Region pointing data:
◇ ◇ ◇ ◇ ◇

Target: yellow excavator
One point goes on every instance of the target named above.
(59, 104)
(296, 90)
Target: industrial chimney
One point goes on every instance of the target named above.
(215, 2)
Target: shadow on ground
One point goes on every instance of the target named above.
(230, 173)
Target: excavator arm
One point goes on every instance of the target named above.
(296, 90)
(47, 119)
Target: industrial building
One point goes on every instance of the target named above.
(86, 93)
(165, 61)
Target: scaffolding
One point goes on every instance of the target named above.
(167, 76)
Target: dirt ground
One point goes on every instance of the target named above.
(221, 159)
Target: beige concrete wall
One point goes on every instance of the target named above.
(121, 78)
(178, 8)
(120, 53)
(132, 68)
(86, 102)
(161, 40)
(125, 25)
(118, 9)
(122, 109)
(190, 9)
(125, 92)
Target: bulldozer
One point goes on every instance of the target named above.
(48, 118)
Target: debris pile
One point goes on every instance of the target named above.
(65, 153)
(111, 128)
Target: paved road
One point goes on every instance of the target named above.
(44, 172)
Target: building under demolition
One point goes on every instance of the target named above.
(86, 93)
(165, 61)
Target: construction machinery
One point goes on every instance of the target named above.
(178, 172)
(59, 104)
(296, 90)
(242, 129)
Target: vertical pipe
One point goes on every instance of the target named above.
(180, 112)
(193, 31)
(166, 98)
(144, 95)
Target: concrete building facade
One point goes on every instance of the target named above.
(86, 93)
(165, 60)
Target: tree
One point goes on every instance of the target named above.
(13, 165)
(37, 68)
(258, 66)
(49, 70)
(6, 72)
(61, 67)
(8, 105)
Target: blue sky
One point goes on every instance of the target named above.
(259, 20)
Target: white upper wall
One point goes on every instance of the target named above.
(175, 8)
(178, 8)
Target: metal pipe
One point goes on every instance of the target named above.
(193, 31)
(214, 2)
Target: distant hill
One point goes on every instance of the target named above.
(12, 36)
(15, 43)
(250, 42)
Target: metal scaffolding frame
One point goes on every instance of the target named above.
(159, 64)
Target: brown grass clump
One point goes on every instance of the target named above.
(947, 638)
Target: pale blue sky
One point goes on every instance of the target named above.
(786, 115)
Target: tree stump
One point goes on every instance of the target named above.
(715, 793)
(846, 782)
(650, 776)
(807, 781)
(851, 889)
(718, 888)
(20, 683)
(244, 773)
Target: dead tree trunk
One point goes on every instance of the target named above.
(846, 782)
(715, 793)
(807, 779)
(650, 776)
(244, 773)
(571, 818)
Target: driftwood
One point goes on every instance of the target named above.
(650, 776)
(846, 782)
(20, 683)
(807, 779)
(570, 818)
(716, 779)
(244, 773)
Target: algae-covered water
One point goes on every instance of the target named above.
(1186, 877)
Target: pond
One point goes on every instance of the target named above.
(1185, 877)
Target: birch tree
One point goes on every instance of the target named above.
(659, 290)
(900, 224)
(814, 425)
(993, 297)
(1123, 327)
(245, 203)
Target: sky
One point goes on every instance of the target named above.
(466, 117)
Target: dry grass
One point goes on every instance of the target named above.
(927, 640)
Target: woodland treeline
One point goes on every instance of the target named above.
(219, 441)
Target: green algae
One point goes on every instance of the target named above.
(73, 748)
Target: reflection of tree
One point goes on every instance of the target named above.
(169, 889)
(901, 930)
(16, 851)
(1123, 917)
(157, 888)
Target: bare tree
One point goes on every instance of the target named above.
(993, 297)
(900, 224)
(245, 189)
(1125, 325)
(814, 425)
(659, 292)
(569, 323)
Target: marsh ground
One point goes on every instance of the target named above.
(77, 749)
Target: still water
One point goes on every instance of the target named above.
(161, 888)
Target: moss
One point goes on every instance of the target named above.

◇ ◇ ◇ ◇ ◇

- [WHAT IS REQUIRED]
Please retype all of the data above exactly as written.

- [WRITTEN REPLY]
Target: yellow excavator
One point goes on every instance of the target named above.
(59, 104)
(296, 90)
Target: industrial chimney
One point goes on every instance of the target named above.
(215, 2)
Target: shadow on ground
One point goes on every instance of the target named above.
(230, 173)
Target: excavator arm
One point goes on every instance of the target named above.
(296, 90)
(47, 119)
Target: industrial building
One point goes on every instance of the target named above.
(86, 93)
(165, 61)
Target: scaffolding
One point goes on every instance of the target named above.
(167, 76)
Target: dirt ground
One point goes on every instance of the target named above.
(221, 159)
Target: beige concrete wall
One point goes on every instance of the target named above.
(121, 78)
(178, 8)
(120, 53)
(132, 68)
(86, 102)
(161, 40)
(125, 25)
(118, 9)
(122, 109)
(190, 9)
(125, 92)
Target: bulldozer
One point goes on every instance of the target named above.
(48, 118)
Target: debris pile
One point goes on every instance of the target named above.
(65, 153)
(111, 128)
Target: paved road
One point goes on every instance of the target named above.
(44, 172)
Target: building under demolition
One point goes on every instance of the target named above.
(86, 93)
(165, 61)
Target: construction machinery
One point goes on every instance of the target named above.
(178, 172)
(59, 104)
(296, 90)
(242, 129)
Target: vertical pipe
One point goes on every instance of the target named above.
(180, 112)
(193, 31)
(166, 98)
(144, 95)
Target: concrete building facade
One point goes on every instance of the target named above.
(86, 93)
(165, 60)
Target: tree
One point goes on every instance of the target named above.
(13, 165)
(37, 68)
(258, 66)
(49, 70)
(6, 72)
(61, 67)
(8, 105)
Target: blue sky
One point goes on every instance of the target named above.
(259, 20)
Target: white upper wall
One point goes on every instance of the target named above.
(175, 8)
(178, 8)
Target: metal pipe
One point goes on every instance of the target named above.
(193, 31)
(214, 2)
Target: distant hill
One point goes on every instance of the target named above.
(12, 36)
(15, 43)
(250, 42)
Target: metal scaffolding frame
One point goes on every instance of the target named above.
(159, 64)
Target: brown grass clump
One point goes on every instance of the target named above.
(947, 638)
Target: pale blue sky
One point goes on every instance of the target named above.
(786, 115)
Target: tree stump
One point goes on every instance of the target named above.
(715, 793)
(846, 782)
(650, 776)
(807, 781)
(851, 889)
(718, 888)
(20, 683)
(244, 773)
Target: dead tree trunk
One point goes on every instance of the target named above.
(846, 782)
(715, 793)
(807, 779)
(650, 776)
(244, 773)
(571, 818)
Target: driftwood
One point goes on every instance of the target named above.
(650, 776)
(846, 782)
(20, 683)
(807, 779)
(570, 818)
(716, 779)
(244, 773)
Target: algae-covered water
One point goes on every instance of the target named above.
(1186, 877)
Target: pond
One point goes on every instance of the target named above.
(1185, 877)
Target: birch tree
One point goes on every instance of the target named above.
(659, 290)
(900, 224)
(814, 425)
(993, 297)
(1123, 327)
(245, 203)
Target: sky
One point goes on every instance of the target named above.
(466, 117)
Target: dry grass
One point goes on every instance of the target named above.
(927, 640)
Target: woodland treeline
One point goes on every instance of the target named above.
(219, 441)
Target: green algae
One point goes on every instance of the target named above.
(73, 748)
Target: reflection of tree
One point goes on every instance of the target named above.
(169, 889)
(901, 930)
(16, 851)
(1123, 917)
(157, 888)
Target: bare tree
One point goes on every instance of the target named above.
(993, 297)
(900, 224)
(245, 189)
(1125, 325)
(814, 425)
(659, 292)
(569, 323)
Target: marsh ground
One point goes on every instance of the target named above.
(77, 749)
Target: still water
One point goes on every instance of the target named above.
(161, 888)
Target: moss
One point goes on every instance of the target named above.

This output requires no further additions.